Can you copy all of the data below word for word, keeping every line unchanged and in the same order?

>> Start STORED ROWS

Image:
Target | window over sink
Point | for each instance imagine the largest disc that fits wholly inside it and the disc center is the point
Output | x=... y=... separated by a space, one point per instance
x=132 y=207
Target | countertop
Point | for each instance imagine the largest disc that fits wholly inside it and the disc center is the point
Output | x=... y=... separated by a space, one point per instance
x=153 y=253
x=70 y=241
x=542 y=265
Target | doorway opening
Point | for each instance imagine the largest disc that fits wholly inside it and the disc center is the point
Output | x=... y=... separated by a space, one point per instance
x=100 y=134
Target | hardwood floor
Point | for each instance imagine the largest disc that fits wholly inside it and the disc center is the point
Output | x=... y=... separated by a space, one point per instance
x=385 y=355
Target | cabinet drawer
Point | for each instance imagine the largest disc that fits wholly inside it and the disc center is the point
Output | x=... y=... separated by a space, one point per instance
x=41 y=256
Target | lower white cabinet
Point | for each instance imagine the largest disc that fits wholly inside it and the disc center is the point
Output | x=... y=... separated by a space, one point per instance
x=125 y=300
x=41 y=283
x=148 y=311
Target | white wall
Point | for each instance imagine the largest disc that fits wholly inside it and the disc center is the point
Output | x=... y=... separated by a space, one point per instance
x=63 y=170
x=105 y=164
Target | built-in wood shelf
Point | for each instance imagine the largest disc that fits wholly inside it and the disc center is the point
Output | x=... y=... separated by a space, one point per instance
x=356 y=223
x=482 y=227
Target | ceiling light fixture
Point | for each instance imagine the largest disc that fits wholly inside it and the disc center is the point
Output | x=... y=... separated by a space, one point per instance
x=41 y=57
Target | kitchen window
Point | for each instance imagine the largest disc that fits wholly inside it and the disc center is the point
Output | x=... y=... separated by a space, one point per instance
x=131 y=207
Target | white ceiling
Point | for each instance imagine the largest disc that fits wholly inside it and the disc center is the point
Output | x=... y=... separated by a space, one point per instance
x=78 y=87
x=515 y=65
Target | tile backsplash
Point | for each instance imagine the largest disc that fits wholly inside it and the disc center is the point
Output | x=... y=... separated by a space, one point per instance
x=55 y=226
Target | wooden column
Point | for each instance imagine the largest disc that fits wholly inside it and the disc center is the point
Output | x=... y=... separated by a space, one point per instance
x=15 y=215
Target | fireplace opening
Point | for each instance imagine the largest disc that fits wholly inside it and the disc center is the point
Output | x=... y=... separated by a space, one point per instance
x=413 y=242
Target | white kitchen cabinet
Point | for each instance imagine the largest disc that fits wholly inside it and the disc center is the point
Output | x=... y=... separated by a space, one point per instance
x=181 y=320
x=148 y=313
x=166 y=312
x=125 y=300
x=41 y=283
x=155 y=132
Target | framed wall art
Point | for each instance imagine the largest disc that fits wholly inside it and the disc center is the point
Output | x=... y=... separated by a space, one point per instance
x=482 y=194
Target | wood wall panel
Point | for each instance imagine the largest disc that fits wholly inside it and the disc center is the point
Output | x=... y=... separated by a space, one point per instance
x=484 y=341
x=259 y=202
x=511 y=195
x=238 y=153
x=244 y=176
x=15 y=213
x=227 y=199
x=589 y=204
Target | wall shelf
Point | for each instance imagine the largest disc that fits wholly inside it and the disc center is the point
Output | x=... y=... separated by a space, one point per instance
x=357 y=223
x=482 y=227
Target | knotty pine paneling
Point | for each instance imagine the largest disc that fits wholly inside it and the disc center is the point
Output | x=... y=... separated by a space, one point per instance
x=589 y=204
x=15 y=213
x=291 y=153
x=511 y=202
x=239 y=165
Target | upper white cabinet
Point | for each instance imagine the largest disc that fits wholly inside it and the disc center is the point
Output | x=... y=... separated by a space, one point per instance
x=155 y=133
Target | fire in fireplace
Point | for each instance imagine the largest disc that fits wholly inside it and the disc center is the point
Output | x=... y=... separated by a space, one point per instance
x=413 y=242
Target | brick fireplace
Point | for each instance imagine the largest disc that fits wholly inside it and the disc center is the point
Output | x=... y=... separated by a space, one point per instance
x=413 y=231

>> End STORED ROWS

- SOLUTION TO THE PROBLEM
Image:
Target | window over sink
Point | for each instance imagine the largest disc that fits wholly inside it and the disc center is the point
Output | x=... y=... separated by a space, one point per instance
x=132 y=207
Target | countertop
Point | for each instance imagine the largest disc that fits wholly inside it and the disc center is the point
Output | x=... y=... separated by a space, one point per instance
x=153 y=253
x=70 y=241
x=542 y=265
Target | doorway opening
Point | for each instance imagine the largest disc that fits wholly inside it and the disc center is the point
Output | x=... y=... separated by a space, one point per instance
x=100 y=134
Target | hardwood floor
Point | for each instance imagine the largest disc that fits wholly inside it and the disc center is the point
Output | x=... y=... separated by a space, one point per instance
x=385 y=355
Target | cabinet drawer
Point | for each instance imagine the largest disc that fits wholly inside it and the disc center is the point
Output | x=... y=... separated by a space, one point per instance
x=41 y=256
Target | lower white cabinet
Point | for each instance imagine the largest disc that fits wholly inside it and the disc center is the point
Output | x=... y=... separated by a space, one point per instance
x=125 y=300
x=41 y=283
x=148 y=311
Target | white wall
Point | for each instance imagine the largest disc that fits wholly inside it and the disc center is the point
Output | x=... y=... separated by a space, one point per instance
x=63 y=170
x=105 y=164
Target | built-in wood shelf
Point | for each instance imagine the largest disc that fits wholly inside it and the disc center is the point
Output | x=... y=... separated by a space, one point per instance
x=356 y=223
x=482 y=227
Target | ceiling light fixture
Point | for each instance imagine the largest disc that fits wholly inside it and the disc center is the point
Output | x=... y=... separated by a space, one point per instance
x=41 y=57
Target | kitchen window
Point | for each instance imagine the largest disc that fits wholly inside it and the disc center is the point
Output | x=... y=... separated by a space, one point per instance
x=131 y=207
Target | white ceiling
Point | for each instance imagine the largest disc that fits wholly inside it and the disc center is the point
Output | x=... y=... separated by a space, one point per instance
x=78 y=87
x=515 y=65
Target | tile backsplash
Point | for each instance imagine the largest disc that fits wholly inside it and the disc center is the point
Output | x=... y=... separated by a space, one point per instance
x=55 y=226
Target | wooden column
Point | for each instance imagine the largest disc that fits wholly inside it and the disc center is the point
Output | x=... y=... separated by a space, one point per instance
x=15 y=215
Target | fireplace opening
Point | for each instance imagine the largest disc that fits wholly inside it and the disc center is the point
Output | x=... y=... separated by a space, one point per instance
x=413 y=242
Target | white kitchen cabinet
Point | for each instance imagine the largest disc that fits wholly inside it and the disc center is the point
Output | x=... y=... separated by a space, one point per instance
x=181 y=320
x=148 y=313
x=166 y=312
x=125 y=300
x=41 y=283
x=155 y=132
Target | framed wall art
Point | for each instance imagine the largest disc that fits wholly inside it and the disc center is the point
Output | x=... y=... separated by a space, one point per instance
x=482 y=194
Target | wood wall panel
Point | for each instance imagine the largest disc that fits wholly inside it and the disc center is the point
Output | x=... y=... separated by a space, one point per instance
x=484 y=341
x=259 y=202
x=511 y=195
x=238 y=153
x=244 y=176
x=15 y=213
x=227 y=199
x=589 y=204
Target | wall shelf
Point | for each instance imagine the largest disc that fits wholly inside it and the disc center is the point
Output | x=... y=... separated by a space, one point per instance
x=357 y=223
x=482 y=227
Target | knotty pine paneling
Point | for each instance imagine the largest disc that fits wholly inside it and the disc center is the point
Output | x=... y=... separated by a space, one point per instance
x=589 y=204
x=15 y=213
x=291 y=153
x=511 y=202
x=239 y=165
Target | upper white cabinet
Point | for each instance imagine the largest disc that fits wholly inside it and the disc center is the point
Output | x=... y=... separated by a space, one point per instance
x=155 y=133
Target | fire in fireplace
Point | for each instance imagine the largest disc that fits wholly inside it and the disc center is the point
Output | x=... y=... separated by a space, one point per instance
x=413 y=242
Target | brick fireplace
Point | for each instance imagine the largest disc that fits wholly inside it and the disc center is the point
Output | x=... y=... separated by a space, one point per instance
x=413 y=231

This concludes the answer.